Production Docker: Security, Performance, and Best Practices
This final section covers everything you need to know about running Docker in production environments, including security hardening, performance optimization, monitoring, and operational best practices.
Production Security Best Practices
Container Security Fundamentals
# Secure Dockerfile example
FROM node:16-alpine AS builder
# Create app directory
WORKDIR /usr/src/app
# Copy package files
COPY package*.json ./
# Install dependencies
RUN npm ci --only=production && npm cache clean --force
# Production stage
FROM node:16-alpine
# Install security updates
RUN apk update && apk upgrade && apk add --no-cache dumb-init
# Create non-root user
RUN addgroup -g 1001 -S nodejs && \
adduser -S nextjs -u 1001
# Set working directory
WORKDIR /usr/src/app
# Copy dependencies from builder stage
COPY --from=builder /usr/src/app/node_modules ./node_modules
# Copy application code
COPY --chown=nextjs:nodejs . .

#### TASK LIST:
1. Rewrite the Docker guide from "Production Docker: Security, Performance, and" to "operational best practices.", substituting "system hardening" for "security hardening".
2. Translate this sentence from the Docker guide into Spanish: "This final section covers everything you need to know about running Docker in production environments, including security hardening, performance optimization, monitoring, and operational best practices."
Rely only on the Docker guide above when completing the work.

#### GIVEN MATERIAL:
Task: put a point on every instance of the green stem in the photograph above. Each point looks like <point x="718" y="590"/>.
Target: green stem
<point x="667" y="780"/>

#### ANSWERS TO THE EXERCISES:
1.
Production Docker: Security, Performance, and Best Practices
This final section covers everything you need to know about running Docker in production environments, including system hardening, performance optimization, monitoring, and operational best practices.

2. Esta sección final abarca todo lo que necesitas saber sobre la ejecución de Docker en entornos de producción, incluidos el refuerzo de la seguridad, la optimización del rendimiento, la supervisión y las mejores prácticas operativas.